▶ [TASK ITEM]: The answer is to contain only the line containing "Locate the baseboard" and the lines after it through the last one, each reproduced exactly as it appears below.

** Opening DATA block **

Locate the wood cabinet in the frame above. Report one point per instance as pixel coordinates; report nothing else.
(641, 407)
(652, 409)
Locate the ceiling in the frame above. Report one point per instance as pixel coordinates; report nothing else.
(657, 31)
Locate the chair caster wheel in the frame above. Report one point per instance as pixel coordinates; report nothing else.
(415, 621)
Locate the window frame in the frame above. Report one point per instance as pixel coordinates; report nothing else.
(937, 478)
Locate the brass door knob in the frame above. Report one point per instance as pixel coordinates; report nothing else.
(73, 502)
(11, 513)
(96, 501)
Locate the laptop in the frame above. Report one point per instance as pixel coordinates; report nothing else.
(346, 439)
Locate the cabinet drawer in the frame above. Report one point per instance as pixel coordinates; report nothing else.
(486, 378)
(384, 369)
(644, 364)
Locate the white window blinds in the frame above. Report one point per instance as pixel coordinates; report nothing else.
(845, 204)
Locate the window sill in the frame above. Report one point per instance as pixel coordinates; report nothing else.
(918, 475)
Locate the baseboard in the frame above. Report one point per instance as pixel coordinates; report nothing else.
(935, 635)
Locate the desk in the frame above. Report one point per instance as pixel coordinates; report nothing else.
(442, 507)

** Closing DATA block **

▶ [ANSWER TO THE EXERCISE]:
Locate the baseboard in the frame above. Report one point per instance as pixel coordinates; report nothing else.
(935, 635)
Locate the desk in the frame above. Report one point per instance as pixel coordinates; report nothing else.
(442, 507)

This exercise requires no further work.